*Ihre Aufgaben*.
**1.** Prüfen Sie, ob jede der folgenden Aussagen zum Auszug über Ökonomisierung im Krankenhaus stimmt: (a) Die empirische Analyse steht im sechsten Abschnitt. (b) Die Ergebnisse werden im achten Abschnitt diskutiert. (c) Der Autor gibt im letzten Abschnitt einen wirtschaftssoziologischen Ausblick. Antworten Sie jeweils mit Ja oder Nein und zitieren Sie die entscheidenden Worte des Auszugs wörtlich.
**2.** Zwischen welchen Anforderungen steht das moderne Krankenhaus laut dem Auszug über Ökonomisierung im Krankenhaus?
**3.** Schreiben Sie den Auszug über Ökonomisierung im Krankenhaus im Anschluss an seinen letzten Satz weiter.

*Seitenauszug*.
- - - - -

Der sechste Abschnitt beinhaltet die empirische Analyse. Darin werden die empirischen Ergebnisse im Hinblick auf Ökonomisierungsphänomene anhand sogenannter „thematischer Bezüge bzw. Cluster“ analog der im Text vorstehend herausgearbeiteten Begriffskontexte dargestellt. Deutlich wird eine neue Sichtbarkeit des ökonomischen Drucks: eine detaillierte Mengenbetrachtung „erzeugt eine Spannung zu der habitualisierten Aufmerksamkeit des Arztes für den singulären Fall“ in der Klinik. Hinzu kommen Vergleich und Konkurrenz, eine fachspezifische Mikropolitik mit Zahlen, auch im Sinne einer „Widersprüchlichkeit von numerischer Konkurrenz und professioneller Kollegialität“. Letztendlich ergibt sich auch eine neue Verantwortlichkeit von leitenden Medizinerinnen und Medizinern im Zusammenhang unterschiedlicher Rationalitäten der Krankenhausökonomie.

Eine Diskussion der Ergebnisse erfolgt im siebten Abschnitt. Auch hier wird die Untersuchung von Kaspar Molzberger an verschiedenen Stellen sehr bedeutsam, so zum Beispiel in der Erörterung des Krankenhauses auf der Suche nach einer ihm angemessenen Form. Hier wird das moderne Krankenhaus „zwischen industriellen, bürokratischen und managerialen Anforderungen“ ebenso deutlich wie vor dem Hintergrund der dominierenden Kontrollstrategien das „Dilemma zwischen Mangelverwaltung und Versorgung der betriebswirtschaftlichen Vorsorge“.

Im achten und letzten Abschnitt wagt der Autor noch einen wirtschaftssoziologischen Ausblick im Hinblick auf Ökonomisierung zwischen Autonomie und Kalkulation. Mit einem kurzen Rückgriff auf die theoretischen Ausführungen wird hier unter anderem noch einmal auf die große Bedeutung von numerischen Vergleichen und Kalkulationen für Ökonomisierungsprozesse in Organisationen gelegt. Es wird die Frage aufgeworfen, ob es angesichts verschiedener Dilemmata den von Ökonomisierung betroffenen Organisationen gelingt, für sich „angemessene Skripte zu finden, die diese Übersetzungen als solche reflexiv mitführen und in der Praxis achten“.

- - - - -

*Gegebene Zeilen*.

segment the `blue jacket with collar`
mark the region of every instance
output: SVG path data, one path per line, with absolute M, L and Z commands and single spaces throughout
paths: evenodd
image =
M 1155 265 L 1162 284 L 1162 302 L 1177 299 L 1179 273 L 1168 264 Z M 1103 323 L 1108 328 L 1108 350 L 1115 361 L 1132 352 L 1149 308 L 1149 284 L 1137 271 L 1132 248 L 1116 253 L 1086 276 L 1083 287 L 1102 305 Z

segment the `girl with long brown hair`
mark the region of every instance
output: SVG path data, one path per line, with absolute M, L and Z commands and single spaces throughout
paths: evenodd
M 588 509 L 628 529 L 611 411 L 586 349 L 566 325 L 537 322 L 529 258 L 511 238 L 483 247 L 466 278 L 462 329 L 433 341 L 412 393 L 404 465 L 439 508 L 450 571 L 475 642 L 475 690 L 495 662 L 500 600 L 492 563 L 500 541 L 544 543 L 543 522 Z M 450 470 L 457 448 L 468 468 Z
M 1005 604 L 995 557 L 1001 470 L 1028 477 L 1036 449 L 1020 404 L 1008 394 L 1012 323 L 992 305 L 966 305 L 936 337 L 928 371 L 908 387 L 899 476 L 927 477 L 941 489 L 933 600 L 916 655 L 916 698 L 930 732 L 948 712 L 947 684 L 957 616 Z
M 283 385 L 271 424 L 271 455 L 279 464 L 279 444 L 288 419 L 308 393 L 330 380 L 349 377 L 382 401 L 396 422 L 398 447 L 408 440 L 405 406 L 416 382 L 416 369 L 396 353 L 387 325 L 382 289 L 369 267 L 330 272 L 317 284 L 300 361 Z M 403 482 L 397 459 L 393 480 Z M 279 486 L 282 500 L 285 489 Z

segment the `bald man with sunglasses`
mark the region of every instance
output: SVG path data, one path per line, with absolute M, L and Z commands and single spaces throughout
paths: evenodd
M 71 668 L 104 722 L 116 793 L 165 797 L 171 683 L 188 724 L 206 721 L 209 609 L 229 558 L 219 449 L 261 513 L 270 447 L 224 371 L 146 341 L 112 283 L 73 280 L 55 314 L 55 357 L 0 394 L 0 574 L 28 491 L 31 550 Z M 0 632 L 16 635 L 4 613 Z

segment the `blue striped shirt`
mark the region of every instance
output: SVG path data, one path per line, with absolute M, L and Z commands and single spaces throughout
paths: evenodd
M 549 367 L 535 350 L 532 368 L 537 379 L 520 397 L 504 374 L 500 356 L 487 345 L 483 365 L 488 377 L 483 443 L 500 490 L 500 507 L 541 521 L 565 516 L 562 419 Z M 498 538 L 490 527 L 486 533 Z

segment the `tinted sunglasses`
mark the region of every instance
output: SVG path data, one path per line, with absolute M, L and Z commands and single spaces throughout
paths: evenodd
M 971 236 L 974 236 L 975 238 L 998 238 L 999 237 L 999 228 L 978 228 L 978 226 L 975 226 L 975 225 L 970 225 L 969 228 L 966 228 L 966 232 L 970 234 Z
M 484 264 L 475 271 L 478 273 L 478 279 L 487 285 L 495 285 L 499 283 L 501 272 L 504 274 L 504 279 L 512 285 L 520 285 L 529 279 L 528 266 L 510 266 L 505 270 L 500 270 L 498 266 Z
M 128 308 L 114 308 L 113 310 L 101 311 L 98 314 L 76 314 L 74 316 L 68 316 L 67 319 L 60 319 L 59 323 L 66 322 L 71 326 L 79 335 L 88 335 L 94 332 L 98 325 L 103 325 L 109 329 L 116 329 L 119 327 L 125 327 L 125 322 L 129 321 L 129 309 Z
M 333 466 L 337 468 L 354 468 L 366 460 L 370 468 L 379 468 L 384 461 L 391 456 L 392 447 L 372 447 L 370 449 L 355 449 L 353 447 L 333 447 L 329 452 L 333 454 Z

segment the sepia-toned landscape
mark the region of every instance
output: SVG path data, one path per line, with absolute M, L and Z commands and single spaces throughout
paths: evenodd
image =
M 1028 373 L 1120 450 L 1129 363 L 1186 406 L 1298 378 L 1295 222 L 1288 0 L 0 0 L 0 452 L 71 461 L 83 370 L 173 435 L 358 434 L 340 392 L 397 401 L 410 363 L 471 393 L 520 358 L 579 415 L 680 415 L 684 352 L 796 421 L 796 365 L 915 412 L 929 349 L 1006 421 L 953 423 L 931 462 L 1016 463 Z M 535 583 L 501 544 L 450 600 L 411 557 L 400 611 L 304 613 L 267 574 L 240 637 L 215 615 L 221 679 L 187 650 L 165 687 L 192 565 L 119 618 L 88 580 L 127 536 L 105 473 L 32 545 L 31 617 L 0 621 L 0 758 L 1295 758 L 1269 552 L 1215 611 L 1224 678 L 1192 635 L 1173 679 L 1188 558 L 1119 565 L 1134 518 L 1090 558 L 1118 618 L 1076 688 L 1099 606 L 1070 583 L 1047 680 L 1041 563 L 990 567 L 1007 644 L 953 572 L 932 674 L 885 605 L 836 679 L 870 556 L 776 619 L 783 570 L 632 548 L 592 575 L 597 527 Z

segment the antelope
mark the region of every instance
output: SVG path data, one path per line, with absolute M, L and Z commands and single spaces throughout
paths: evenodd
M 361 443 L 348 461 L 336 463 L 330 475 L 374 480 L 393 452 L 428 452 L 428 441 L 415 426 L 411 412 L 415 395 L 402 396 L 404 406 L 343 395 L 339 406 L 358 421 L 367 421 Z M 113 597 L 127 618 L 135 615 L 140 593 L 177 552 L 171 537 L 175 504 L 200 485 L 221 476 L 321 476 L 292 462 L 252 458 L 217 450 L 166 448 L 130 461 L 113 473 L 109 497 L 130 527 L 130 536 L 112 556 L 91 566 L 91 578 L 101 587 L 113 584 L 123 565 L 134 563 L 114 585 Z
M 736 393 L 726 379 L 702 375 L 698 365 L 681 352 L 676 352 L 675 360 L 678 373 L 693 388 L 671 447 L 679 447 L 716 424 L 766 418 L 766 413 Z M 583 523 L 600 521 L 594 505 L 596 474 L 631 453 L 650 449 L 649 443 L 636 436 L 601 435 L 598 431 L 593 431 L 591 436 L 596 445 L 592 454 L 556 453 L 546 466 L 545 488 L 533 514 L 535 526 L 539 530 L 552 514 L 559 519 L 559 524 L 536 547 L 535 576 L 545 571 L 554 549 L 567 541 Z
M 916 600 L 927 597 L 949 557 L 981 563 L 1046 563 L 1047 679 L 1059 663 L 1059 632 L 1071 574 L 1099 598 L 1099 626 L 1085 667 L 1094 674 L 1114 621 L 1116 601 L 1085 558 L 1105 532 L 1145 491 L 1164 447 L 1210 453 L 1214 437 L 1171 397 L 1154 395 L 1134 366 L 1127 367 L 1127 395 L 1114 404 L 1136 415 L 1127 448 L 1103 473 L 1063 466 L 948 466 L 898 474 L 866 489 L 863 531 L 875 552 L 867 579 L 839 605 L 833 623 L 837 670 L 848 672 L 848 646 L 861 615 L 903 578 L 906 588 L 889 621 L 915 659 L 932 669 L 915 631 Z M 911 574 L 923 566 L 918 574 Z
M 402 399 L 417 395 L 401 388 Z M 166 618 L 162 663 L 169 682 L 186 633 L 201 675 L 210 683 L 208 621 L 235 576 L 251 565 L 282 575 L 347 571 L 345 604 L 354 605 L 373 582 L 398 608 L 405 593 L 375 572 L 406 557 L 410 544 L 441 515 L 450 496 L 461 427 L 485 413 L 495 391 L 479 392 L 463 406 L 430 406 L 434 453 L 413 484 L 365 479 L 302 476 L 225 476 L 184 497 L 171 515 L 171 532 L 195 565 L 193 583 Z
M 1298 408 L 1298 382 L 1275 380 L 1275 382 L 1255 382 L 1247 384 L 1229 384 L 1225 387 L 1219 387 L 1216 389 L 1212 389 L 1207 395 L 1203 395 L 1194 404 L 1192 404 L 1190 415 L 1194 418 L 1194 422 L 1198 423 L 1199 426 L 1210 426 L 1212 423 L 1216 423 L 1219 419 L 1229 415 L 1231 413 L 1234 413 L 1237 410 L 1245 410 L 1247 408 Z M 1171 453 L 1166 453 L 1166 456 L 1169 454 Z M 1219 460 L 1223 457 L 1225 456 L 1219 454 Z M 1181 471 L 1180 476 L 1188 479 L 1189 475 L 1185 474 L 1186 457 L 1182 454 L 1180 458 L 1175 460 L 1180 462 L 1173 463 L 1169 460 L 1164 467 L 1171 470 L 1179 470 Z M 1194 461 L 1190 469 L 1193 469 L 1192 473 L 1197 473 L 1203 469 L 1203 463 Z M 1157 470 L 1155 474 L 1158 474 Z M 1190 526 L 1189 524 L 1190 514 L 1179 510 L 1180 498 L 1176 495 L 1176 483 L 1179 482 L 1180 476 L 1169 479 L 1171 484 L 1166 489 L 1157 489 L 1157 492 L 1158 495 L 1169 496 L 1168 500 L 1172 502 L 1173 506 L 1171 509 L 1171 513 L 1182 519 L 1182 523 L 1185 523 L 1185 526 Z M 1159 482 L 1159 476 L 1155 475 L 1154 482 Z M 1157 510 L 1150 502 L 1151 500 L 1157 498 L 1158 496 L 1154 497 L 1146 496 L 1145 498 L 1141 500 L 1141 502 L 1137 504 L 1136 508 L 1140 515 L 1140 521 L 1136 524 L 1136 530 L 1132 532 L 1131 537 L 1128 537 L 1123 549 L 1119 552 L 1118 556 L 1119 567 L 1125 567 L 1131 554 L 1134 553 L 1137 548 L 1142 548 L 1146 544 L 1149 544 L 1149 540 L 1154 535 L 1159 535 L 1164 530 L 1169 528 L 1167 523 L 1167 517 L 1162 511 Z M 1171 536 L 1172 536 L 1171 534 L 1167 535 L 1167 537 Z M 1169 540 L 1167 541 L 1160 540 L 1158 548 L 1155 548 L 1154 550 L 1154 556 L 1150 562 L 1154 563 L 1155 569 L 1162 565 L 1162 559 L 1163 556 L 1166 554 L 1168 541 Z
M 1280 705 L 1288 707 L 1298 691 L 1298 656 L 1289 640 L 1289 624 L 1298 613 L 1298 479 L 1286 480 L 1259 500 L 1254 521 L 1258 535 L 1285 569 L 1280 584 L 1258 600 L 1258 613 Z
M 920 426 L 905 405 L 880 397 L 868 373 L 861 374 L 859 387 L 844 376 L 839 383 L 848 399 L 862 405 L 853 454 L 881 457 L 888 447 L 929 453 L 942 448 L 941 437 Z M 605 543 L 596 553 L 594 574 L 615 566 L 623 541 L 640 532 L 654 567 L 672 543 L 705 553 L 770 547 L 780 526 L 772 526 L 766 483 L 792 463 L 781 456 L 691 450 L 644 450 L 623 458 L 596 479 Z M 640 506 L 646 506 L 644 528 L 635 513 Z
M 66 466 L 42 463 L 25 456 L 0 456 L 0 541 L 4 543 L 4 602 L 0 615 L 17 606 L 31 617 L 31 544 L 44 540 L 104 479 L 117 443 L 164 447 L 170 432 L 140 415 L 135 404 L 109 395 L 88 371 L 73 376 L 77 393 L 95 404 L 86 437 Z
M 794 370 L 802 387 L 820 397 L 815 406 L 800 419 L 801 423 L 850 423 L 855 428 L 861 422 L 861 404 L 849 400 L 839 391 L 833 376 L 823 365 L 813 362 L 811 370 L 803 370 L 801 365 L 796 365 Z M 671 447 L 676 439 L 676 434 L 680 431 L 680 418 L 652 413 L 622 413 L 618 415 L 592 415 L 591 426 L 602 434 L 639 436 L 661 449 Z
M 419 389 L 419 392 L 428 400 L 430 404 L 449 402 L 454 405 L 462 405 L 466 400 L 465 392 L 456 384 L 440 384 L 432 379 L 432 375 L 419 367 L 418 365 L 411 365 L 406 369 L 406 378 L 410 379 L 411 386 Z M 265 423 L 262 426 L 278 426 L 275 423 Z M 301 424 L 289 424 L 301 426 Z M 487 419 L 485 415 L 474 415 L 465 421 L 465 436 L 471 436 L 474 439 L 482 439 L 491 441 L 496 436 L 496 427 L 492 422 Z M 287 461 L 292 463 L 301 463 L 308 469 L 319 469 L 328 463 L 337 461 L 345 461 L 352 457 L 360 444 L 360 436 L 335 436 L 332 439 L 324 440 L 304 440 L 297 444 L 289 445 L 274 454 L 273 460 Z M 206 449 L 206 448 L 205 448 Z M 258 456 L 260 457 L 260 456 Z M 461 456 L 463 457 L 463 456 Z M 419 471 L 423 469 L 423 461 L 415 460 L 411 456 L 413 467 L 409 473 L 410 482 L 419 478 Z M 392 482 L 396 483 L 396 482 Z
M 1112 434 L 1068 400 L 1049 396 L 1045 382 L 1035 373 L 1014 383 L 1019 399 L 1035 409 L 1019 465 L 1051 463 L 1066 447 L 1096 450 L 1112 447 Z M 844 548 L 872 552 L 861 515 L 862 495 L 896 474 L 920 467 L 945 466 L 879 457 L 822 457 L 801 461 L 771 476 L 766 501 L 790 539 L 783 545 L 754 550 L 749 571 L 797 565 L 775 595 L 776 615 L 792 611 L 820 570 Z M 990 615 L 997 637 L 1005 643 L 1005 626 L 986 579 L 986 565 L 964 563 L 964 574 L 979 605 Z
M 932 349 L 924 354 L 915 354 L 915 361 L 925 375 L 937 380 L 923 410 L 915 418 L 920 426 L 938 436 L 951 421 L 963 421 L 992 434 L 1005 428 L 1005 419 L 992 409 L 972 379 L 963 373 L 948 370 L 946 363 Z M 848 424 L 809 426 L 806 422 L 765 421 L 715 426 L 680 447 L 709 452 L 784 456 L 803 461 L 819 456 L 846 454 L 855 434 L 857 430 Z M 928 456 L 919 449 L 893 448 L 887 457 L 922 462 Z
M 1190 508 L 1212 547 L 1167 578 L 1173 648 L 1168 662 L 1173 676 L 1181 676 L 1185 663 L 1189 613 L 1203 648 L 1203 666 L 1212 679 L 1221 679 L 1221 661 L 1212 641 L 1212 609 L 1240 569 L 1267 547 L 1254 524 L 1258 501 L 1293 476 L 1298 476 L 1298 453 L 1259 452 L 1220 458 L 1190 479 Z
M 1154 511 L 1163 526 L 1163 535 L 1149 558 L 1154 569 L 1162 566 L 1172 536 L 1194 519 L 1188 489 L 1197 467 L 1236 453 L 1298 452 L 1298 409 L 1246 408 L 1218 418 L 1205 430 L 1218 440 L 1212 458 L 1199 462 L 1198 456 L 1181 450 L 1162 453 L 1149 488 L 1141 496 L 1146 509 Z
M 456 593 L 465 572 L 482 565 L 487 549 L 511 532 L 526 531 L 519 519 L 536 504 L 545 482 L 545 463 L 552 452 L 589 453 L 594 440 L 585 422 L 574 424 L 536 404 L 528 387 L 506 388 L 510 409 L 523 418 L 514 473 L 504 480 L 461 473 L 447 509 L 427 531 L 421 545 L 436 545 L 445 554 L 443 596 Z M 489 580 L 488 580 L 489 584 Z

- - - - -

*Nummerierte Antworten*.
**1.**
(a) Ja: „Der sechste Abschnitt beinhaltet die empirische Analyse.“
(b) Nein: „Eine Diskussion der Ergebnisse erfolgt im siebten Abschnitt.“
(c) Ja: „Im achten und letzten Abschnitt wagt der Autor noch einen wirtschaftssoziologischen Ausblick“

**2.** Zwischen industriellen, bürokratischen und managerialen Anforderungen.

**3.**
Diskussion

Eng an der Fragestellung, strukturiert in der Analyse, präzise in der Darlegung und Interpretation der Ergebnisse verfolgt und analysiert diese Untersuchung die Aneignung über Quantifizierung bislang autonomer Teilbereiche der Gesellschaft durch ökonomische Imperative. Der Text ist durchwegs auf wissenschaftlich hohem, jedoch stets klarem, Niveau abgefasst. Alle Abschnitte dieser Publikation können gewinnbringend auch gesondert rezipiert werden. Der klare Blick des Autors auf die Art, die Interpretation und die Implikationen des ordnungspolitischen Wandels im Krankenhaussystem Deutschlands ist bemerkenswert. Wir wünschen diesem Buch eine weite Verbreitung.

Fazit

Eine ausgezeichnete medizinsoziologische Analyse von Ökonomisierung und Ökonomisierungsprozessen am Beispiel Krankenhaus.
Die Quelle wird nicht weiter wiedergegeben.